- **EXERCISES TO COMPLETE**:
1. In the Danske Bank case study, on what date did the termination of the USD correspondent banking relationship take effect?
2. Decide whether each statement agrees with the Danske Bank case study, and quote the deciding words for each: (a) The warning that led the EFSA to contact the DFSA came from the Russian Central Bank. (b) After the correspondent banking relationship ended, no bank cleared USD payments for the Estonian branch. (c) Group Compliance & AML found that the business volume with non-resident customers in Estonia was smaller than expected.

- **EXCERPTED PASSAGE**:

◆ ◆ ◆

CASE STUDY

DANSKE BANK

2013

 

In the spring of 2013, the EFSA contacted the DFSA based upon a warning received from the Russian Central Bank about a list of Danske’s “Russian customers who were blacklisted.” The DFSA contacted the Bank, and the acting Head of the Legal Department replied that the branch had a special setup in light of the elevated AML risk in the Estonian branch.

 

On April 7, 2013, Group Compliance & AML contacted branch management, referring to “our blacklisted Russian customers.” They noted that “the Danish FSA is now very worried because they have confirmed to the US authorities that we comply with Danish FSA’s requirements on AML,” and “[i]t is critical for the Bank that we do not get any problems based on this issue. We cannot risk any new orders in the AML area.”

 

In June 2013, a member of the Executive Board was contacted by one of the correspondent banks used by the Estonian branch to clear USD payments. The correspondent bank expressed concern over AML issues in the branch which led a small group within Business Banking to review the Non-Resident Russian profiles within the branch. Ultimately, and in agreement with the correspondent bank in question, the Estonian branch sent a closure notification terminating the correspondent banking relationship, effective August 1, 2013. Following the termination, another correspondent bank expanded its USD clearing business with the Estonian branch.

 

The termination of the USD correspondent banking relationship prompted the Executive Board to launch a business review of the Non-Resident Portfolio. As part of this review, Business Banking noted that “over-normal profit is usually a warning sign, superior service or not,” and concern was expressed that “the lack of price-sensitivity with some customers is due to other factors than good service.” For its part, Group Compliance & AML stated that “the business volume (transactions) with non-resident customers in Estonia” was larger than expected. Also, the presence of so-called intermediaries, in the form of “non-regulated entities,” was questioned. Intermediaries constituted a small group of customers in the Non-Resident Portfolio holding accounts for the purpose of facilitating transactions with their own end-customers outside the branch.

◆ ◆ ◆

- **DATA LISTING**:
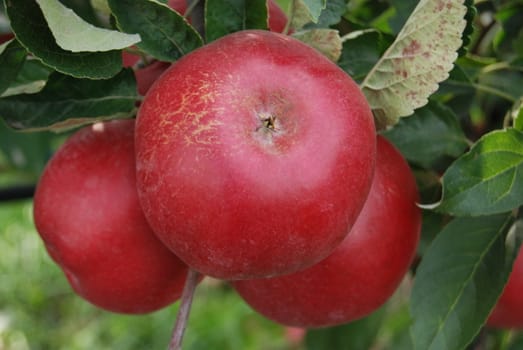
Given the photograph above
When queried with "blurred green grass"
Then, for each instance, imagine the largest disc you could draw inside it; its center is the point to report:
(38, 309)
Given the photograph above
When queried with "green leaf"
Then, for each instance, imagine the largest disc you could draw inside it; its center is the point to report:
(31, 78)
(223, 17)
(357, 335)
(165, 34)
(72, 33)
(326, 41)
(30, 27)
(431, 133)
(488, 179)
(25, 151)
(330, 15)
(469, 28)
(12, 59)
(459, 280)
(314, 7)
(420, 58)
(361, 50)
(66, 102)
(517, 115)
(303, 13)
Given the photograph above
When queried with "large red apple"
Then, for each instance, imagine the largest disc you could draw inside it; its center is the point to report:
(277, 18)
(508, 312)
(255, 154)
(364, 271)
(87, 212)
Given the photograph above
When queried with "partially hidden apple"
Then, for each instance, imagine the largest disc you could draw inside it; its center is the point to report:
(277, 19)
(508, 312)
(364, 271)
(255, 154)
(87, 212)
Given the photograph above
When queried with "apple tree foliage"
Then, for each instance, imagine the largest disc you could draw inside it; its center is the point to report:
(444, 80)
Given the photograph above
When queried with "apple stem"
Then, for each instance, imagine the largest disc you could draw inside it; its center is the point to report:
(185, 307)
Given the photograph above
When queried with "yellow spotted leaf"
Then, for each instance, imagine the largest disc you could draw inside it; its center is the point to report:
(417, 61)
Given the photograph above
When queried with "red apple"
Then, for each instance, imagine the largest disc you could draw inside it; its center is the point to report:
(364, 271)
(255, 154)
(277, 18)
(508, 312)
(87, 212)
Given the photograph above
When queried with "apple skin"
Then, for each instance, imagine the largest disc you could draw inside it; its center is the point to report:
(234, 194)
(277, 18)
(364, 271)
(87, 212)
(508, 312)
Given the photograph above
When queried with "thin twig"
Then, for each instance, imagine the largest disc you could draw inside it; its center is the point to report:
(184, 310)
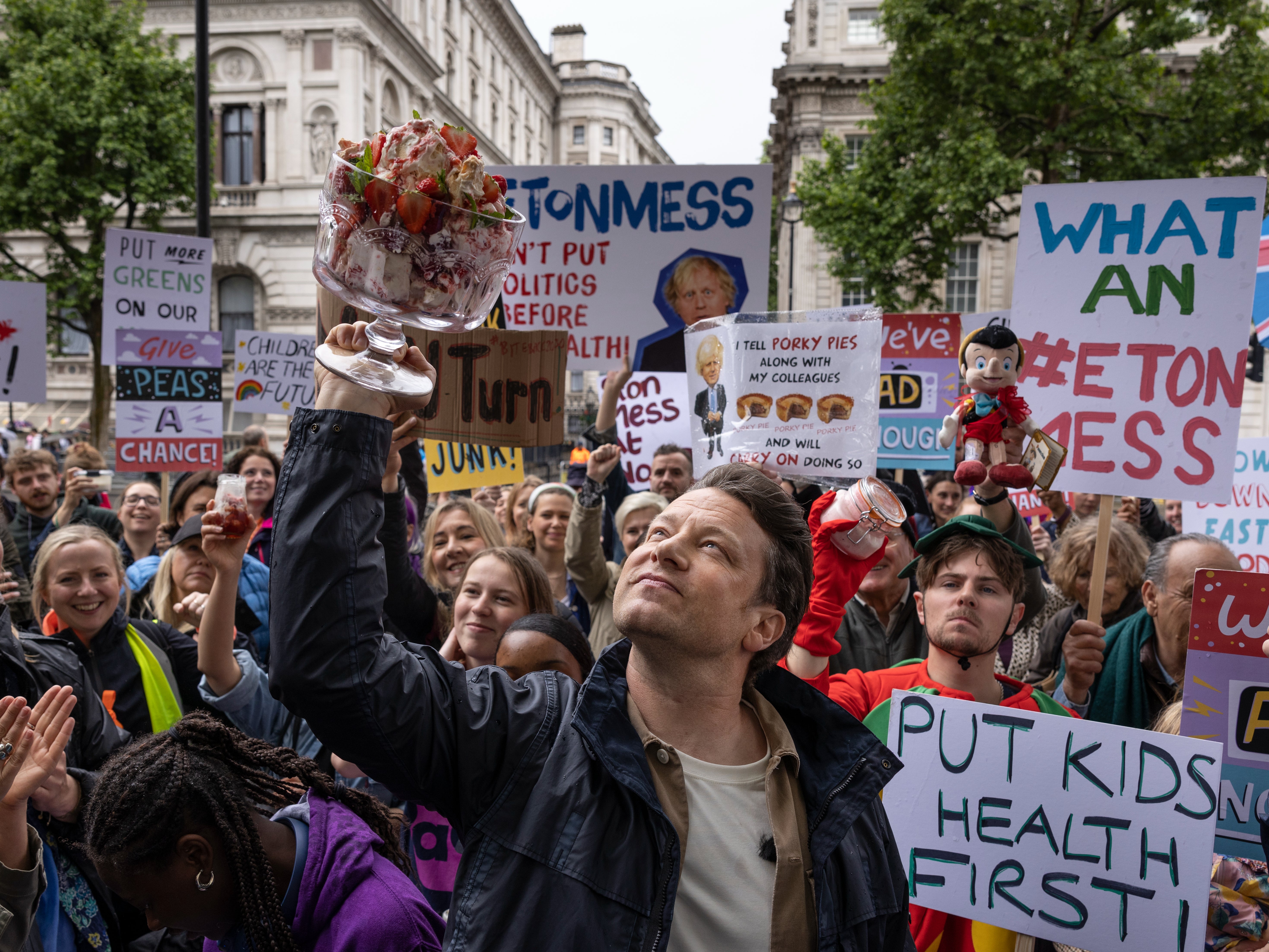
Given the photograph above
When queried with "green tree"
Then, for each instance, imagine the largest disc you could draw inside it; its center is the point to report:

◆ ◆ ◆

- **OUTPUTS IN ORDER**:
1. August 1, 2013

2.
(a) Yes: "a warning received from the Russian Central Bank"
(b) No: "another correspondent bank expanded its USD clearing business with the Estonian branch"
(c) No: "was larger than expected"